(Items uit de collectie)
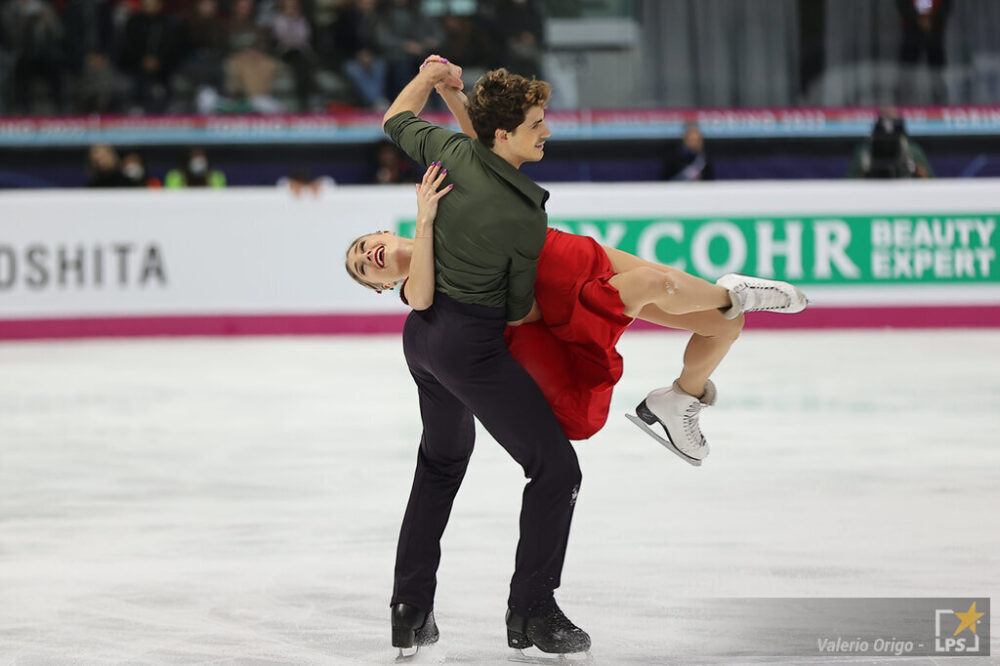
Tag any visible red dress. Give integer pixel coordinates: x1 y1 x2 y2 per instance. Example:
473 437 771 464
505 229 632 439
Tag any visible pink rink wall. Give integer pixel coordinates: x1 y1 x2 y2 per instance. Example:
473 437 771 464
0 305 1000 340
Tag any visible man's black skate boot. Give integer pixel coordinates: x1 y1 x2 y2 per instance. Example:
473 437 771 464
392 603 439 648
507 599 590 654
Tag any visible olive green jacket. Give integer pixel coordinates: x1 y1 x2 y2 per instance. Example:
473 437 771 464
385 111 549 321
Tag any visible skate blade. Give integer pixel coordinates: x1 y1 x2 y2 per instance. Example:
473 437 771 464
396 645 420 663
625 414 701 467
510 650 594 664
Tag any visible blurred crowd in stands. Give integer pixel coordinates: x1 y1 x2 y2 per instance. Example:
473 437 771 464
0 0 544 115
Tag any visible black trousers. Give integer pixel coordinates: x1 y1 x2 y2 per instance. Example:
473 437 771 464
392 293 581 615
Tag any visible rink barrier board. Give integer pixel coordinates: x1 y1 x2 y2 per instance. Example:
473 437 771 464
0 179 1000 339
0 306 1000 340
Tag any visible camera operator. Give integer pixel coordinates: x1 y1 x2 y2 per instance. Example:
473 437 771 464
847 110 934 178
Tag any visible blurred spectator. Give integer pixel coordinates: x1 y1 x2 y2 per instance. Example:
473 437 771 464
375 0 442 99
271 0 316 111
0 0 65 114
163 148 226 185
896 0 951 105
497 0 545 79
180 0 229 113
122 0 183 113
121 153 163 188
63 0 121 113
441 11 498 88
87 143 130 187
333 0 389 111
374 141 420 185
226 0 283 113
847 109 934 178
663 122 715 181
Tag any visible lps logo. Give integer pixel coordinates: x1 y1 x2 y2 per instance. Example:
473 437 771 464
934 601 986 653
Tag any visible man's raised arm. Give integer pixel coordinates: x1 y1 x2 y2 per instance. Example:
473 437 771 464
382 59 462 130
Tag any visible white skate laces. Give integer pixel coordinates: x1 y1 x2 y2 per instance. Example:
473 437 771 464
715 273 809 319
626 380 716 466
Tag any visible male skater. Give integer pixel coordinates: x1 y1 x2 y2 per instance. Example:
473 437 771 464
383 56 590 653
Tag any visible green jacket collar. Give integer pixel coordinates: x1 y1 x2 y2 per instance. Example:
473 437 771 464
472 139 549 210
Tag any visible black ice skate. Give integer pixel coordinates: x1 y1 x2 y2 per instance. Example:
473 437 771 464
391 603 440 661
507 599 590 663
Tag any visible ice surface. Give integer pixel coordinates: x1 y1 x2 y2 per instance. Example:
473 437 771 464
0 331 1000 664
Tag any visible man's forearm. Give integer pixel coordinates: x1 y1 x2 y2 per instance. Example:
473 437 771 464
437 84 476 138
382 72 436 130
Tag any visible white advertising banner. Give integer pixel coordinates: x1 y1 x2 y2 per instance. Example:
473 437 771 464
0 180 1000 330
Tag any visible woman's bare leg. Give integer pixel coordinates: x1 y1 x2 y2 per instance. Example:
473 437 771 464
604 246 744 398
604 247 731 317
639 305 743 398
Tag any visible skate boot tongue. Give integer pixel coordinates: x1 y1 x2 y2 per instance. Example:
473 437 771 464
716 273 809 319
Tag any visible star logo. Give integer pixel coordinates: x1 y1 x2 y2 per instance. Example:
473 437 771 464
952 601 986 636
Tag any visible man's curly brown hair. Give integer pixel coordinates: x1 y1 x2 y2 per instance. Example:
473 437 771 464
469 68 552 148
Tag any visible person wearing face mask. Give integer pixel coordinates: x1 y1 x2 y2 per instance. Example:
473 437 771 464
663 122 715 182
121 153 163 187
164 148 226 185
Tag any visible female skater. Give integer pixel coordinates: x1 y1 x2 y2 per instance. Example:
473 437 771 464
345 163 806 465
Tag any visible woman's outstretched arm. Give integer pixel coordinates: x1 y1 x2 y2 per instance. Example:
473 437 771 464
403 162 452 310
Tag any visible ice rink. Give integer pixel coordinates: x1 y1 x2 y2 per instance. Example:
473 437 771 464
0 330 1000 666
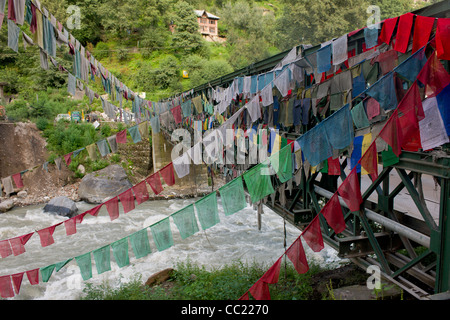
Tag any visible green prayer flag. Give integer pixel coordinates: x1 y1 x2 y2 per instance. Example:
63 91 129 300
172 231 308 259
172 204 198 239
40 264 55 282
129 228 152 259
111 238 130 268
150 218 173 251
269 145 292 183
219 177 247 216
243 163 274 203
75 252 92 281
195 192 221 230
92 244 111 274
128 125 142 143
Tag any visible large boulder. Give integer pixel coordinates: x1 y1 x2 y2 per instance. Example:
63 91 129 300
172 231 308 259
78 164 133 204
44 197 78 218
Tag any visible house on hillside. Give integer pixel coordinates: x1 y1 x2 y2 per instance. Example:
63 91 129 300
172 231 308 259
194 10 220 37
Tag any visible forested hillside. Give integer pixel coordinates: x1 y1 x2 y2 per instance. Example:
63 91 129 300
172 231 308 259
0 0 428 114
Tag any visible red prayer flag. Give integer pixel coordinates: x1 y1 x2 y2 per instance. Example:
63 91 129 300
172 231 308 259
328 157 341 176
412 15 434 53
12 173 23 189
37 222 62 247
0 240 12 258
0 276 14 298
146 172 164 195
116 129 127 143
338 166 362 211
249 280 270 300
105 197 119 221
170 105 182 124
379 109 402 157
394 12 414 53
119 189 134 213
26 268 39 285
159 162 175 186
417 52 450 98
286 237 309 274
132 181 149 205
85 204 103 217
302 215 324 252
64 152 73 165
436 18 450 60
11 272 24 294
320 193 345 234
261 257 281 284
9 232 34 256
361 143 378 180
378 17 398 44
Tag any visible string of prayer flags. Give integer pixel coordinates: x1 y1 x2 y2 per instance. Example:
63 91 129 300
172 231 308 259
146 172 164 195
379 17 398 44
412 15 434 53
320 193 345 234
338 168 363 212
394 12 414 53
105 197 119 221
150 218 173 251
219 177 247 216
128 228 152 259
302 215 324 252
417 51 450 98
118 189 135 213
111 238 130 268
132 180 149 205
172 204 199 240
195 191 220 230
243 163 275 203
159 162 175 187
116 129 127 143
89 244 111 274
436 18 450 60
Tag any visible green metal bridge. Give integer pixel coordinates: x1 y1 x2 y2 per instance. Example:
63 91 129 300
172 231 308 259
163 1 450 299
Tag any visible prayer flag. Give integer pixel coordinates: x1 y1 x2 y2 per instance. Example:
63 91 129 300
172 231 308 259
379 17 398 44
302 215 324 252
338 168 363 212
105 197 119 221
145 172 164 195
159 162 175 186
129 228 152 259
394 12 414 53
320 193 345 234
118 188 135 213
172 204 199 240
412 15 434 53
219 177 247 216
132 181 149 205
286 237 309 274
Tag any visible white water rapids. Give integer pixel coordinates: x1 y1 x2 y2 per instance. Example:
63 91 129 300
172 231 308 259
0 198 340 300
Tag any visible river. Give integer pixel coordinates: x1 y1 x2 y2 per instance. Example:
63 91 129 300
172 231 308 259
0 198 340 300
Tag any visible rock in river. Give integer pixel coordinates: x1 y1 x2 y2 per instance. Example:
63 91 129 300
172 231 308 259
44 197 78 218
78 164 133 204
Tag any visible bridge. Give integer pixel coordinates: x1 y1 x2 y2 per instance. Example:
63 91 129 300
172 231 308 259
0 1 450 299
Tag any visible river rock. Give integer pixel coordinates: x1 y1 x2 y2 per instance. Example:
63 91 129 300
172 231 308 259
44 196 78 218
78 164 133 204
145 268 174 287
0 199 14 213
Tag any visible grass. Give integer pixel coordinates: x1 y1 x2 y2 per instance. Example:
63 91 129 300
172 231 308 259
81 261 328 300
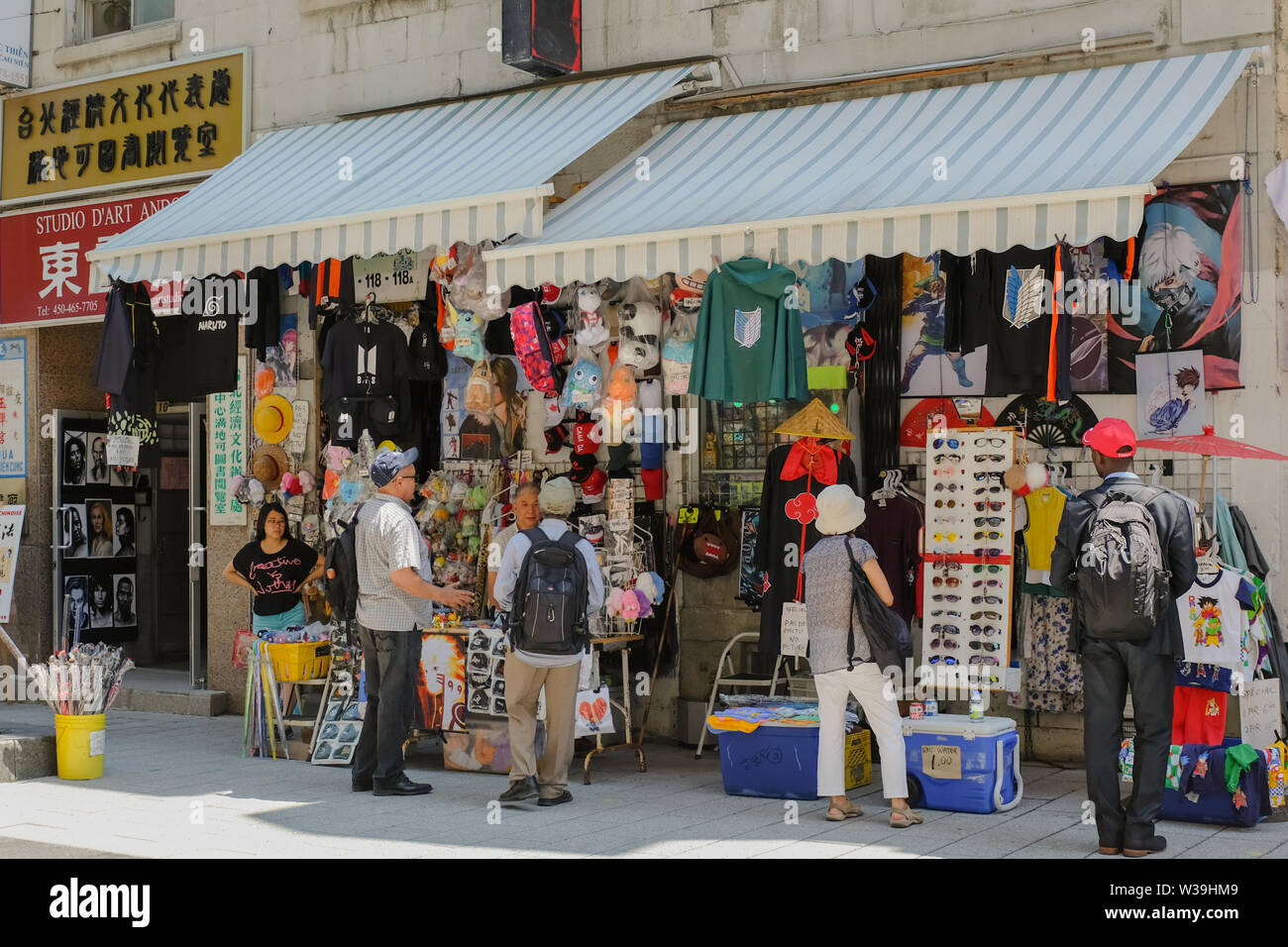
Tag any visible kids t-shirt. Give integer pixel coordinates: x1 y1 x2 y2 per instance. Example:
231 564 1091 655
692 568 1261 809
1176 570 1253 668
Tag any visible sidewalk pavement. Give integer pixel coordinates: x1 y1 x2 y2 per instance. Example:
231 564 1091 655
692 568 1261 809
0 704 1288 858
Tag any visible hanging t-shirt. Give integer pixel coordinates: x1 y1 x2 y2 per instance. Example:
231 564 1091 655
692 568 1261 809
233 539 318 614
1176 570 1253 668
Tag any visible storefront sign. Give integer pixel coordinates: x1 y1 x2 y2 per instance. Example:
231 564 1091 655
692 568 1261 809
0 191 185 326
0 53 250 201
353 250 433 303
0 339 27 476
0 506 27 625
207 356 248 526
0 0 31 89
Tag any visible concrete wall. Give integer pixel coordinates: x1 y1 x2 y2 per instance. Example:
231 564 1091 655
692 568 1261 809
5 0 1288 757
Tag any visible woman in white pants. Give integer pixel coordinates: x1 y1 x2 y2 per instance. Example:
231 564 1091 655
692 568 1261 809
802 483 921 828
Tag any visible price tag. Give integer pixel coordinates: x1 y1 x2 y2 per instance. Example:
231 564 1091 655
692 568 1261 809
921 743 962 780
107 434 139 467
778 601 808 657
353 250 429 303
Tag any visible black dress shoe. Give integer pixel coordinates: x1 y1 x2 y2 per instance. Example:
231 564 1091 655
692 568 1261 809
497 776 537 802
1124 835 1167 858
371 773 434 796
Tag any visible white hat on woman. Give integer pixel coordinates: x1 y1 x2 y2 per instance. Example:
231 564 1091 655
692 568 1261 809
814 483 868 536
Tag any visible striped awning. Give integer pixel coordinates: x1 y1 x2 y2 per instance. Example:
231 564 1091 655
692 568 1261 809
484 51 1249 286
86 67 691 281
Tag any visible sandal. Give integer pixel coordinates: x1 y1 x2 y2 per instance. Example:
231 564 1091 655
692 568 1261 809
827 805 863 822
890 809 923 828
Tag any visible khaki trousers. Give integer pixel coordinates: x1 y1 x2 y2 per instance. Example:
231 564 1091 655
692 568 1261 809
505 648 581 798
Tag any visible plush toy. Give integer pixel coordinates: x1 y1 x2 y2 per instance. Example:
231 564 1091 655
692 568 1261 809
617 301 662 372
559 359 600 411
574 286 608 348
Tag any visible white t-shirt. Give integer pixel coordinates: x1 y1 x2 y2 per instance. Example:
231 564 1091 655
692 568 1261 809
1176 570 1248 669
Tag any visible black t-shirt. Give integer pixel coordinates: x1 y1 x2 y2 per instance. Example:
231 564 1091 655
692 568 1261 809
233 539 318 614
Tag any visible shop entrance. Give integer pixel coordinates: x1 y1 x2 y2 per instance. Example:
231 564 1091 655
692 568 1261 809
53 406 206 685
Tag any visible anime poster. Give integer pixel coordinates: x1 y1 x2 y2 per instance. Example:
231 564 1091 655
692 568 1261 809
415 631 467 730
793 258 876 390
1109 180 1243 397
899 252 988 398
1136 349 1207 441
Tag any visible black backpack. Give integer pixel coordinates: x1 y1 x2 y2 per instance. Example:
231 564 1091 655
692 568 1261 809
845 541 912 674
509 528 590 656
326 502 365 621
1076 488 1172 642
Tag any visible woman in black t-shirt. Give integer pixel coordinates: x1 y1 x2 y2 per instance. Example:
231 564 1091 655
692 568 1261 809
224 502 325 633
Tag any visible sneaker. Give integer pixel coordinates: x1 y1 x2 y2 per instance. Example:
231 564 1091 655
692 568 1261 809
1124 835 1167 858
373 773 434 796
497 776 537 802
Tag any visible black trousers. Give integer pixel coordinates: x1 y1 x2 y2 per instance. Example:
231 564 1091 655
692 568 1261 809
1082 638 1176 848
352 625 420 784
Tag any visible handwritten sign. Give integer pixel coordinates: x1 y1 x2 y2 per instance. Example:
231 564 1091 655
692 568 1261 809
1239 679 1284 750
921 743 962 780
209 356 250 526
778 601 808 657
107 434 139 467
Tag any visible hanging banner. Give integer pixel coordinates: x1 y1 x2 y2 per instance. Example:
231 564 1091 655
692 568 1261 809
0 506 27 625
0 191 187 326
0 53 250 201
206 355 246 526
0 339 27 476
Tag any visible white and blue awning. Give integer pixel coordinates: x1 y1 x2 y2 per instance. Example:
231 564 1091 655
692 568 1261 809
484 51 1249 286
86 67 692 281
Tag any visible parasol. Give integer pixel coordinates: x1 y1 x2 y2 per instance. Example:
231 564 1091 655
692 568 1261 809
1140 424 1288 513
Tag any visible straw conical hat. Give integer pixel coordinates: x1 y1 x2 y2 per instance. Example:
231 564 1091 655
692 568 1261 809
774 398 854 441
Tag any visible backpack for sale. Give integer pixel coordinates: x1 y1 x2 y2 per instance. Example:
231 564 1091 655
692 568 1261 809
326 502 364 621
509 528 590 655
510 303 563 398
1077 488 1171 640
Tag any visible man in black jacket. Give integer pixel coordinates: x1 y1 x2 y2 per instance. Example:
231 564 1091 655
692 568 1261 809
1051 417 1198 857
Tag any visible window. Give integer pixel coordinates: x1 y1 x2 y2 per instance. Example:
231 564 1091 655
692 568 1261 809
702 390 845 473
85 0 174 40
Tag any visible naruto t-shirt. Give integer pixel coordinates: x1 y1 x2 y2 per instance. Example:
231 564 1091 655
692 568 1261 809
233 539 318 614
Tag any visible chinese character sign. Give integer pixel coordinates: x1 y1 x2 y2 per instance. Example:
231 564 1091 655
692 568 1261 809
0 53 249 200
0 506 27 625
0 191 185 326
206 356 250 526
0 339 27 476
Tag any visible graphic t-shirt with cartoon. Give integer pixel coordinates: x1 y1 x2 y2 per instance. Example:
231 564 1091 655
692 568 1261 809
1176 570 1253 668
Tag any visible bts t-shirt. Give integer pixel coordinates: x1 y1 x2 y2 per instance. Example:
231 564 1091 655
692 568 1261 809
233 539 318 614
1176 570 1253 668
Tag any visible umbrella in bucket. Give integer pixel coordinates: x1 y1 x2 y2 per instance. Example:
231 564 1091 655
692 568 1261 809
1140 424 1288 513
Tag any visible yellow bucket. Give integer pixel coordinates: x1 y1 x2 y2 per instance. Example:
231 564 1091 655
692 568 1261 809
54 714 107 780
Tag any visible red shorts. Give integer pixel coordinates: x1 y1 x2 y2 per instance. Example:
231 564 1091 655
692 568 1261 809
1172 686 1231 746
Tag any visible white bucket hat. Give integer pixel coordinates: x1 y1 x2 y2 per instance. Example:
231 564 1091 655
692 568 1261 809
814 483 868 536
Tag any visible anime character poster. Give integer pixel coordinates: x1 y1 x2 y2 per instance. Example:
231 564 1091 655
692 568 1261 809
899 252 988 398
1136 349 1207 441
793 258 876 390
1109 180 1243 393
415 631 467 730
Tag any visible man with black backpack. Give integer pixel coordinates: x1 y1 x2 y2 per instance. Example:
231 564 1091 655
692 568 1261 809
1051 417 1198 857
496 476 604 805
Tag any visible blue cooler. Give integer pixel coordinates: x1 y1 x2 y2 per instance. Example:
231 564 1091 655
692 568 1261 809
718 723 818 798
903 714 1024 813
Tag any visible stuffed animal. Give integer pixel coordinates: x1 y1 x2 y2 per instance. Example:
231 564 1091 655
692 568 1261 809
557 359 600 412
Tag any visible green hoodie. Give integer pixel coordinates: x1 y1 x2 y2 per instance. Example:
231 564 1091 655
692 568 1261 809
690 257 808 402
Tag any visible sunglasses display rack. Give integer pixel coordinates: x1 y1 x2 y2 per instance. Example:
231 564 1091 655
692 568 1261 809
921 428 1015 690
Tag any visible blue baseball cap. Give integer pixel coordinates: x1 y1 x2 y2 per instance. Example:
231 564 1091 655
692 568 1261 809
371 447 420 487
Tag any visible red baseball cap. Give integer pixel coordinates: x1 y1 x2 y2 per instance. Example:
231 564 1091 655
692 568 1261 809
1082 417 1136 458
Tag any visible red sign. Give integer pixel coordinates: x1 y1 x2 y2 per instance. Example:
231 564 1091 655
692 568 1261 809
0 191 187 326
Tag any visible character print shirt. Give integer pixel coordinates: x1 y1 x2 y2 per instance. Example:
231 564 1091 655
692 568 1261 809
1176 570 1253 668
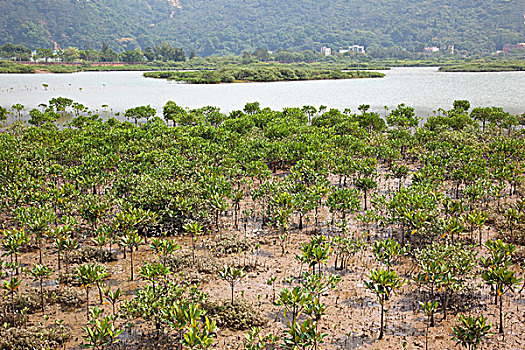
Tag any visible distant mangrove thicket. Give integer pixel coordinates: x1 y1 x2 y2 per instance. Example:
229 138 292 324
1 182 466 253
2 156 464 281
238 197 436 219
144 67 385 84
439 61 525 72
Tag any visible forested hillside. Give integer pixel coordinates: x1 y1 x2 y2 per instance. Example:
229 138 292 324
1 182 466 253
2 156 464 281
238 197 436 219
0 0 525 55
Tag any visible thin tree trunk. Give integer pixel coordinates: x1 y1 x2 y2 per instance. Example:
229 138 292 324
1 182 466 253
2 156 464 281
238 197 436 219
499 294 503 334
379 301 384 340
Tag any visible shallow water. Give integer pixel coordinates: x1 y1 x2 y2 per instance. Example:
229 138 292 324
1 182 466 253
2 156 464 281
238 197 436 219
0 67 525 116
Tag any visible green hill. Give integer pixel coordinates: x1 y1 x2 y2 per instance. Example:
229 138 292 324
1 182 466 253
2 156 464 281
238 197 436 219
0 0 525 55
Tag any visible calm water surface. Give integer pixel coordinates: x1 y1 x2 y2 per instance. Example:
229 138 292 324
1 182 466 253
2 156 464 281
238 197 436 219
0 68 525 116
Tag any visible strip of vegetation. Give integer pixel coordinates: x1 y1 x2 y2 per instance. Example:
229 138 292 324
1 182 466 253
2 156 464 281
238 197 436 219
144 67 385 84
439 61 525 72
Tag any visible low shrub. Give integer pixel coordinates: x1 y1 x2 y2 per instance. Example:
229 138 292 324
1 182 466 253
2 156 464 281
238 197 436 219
205 299 266 330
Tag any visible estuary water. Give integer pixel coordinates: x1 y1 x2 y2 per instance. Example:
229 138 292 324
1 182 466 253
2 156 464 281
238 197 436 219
0 67 525 117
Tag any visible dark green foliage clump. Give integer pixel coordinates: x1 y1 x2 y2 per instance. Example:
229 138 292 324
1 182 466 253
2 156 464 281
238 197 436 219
144 67 384 84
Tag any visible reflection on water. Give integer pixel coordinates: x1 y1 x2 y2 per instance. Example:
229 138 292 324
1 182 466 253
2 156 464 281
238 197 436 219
0 67 525 116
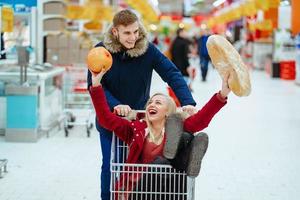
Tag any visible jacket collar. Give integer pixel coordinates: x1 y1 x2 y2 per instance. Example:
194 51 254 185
103 24 149 57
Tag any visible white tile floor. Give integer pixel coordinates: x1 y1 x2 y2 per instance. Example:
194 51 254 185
0 70 300 200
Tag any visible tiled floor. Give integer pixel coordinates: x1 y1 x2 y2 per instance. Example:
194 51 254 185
0 70 300 200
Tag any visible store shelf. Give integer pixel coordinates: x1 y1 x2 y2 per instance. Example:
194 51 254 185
43 0 67 5
42 14 66 20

Opdracht>
Som alle regels uit de bovenstaande gegevens op waarin de tekenreeks "skater" voorkomt, en neem elke regel volledig over.

Antwoord>
Tag any visible male skater. Give integer pixel coordinates: x1 y1 x2 y2 per instance. Example:
Tag any visible female skater. Give integer pixel coordinates: x1 y1 x2 y2 per instance. Example:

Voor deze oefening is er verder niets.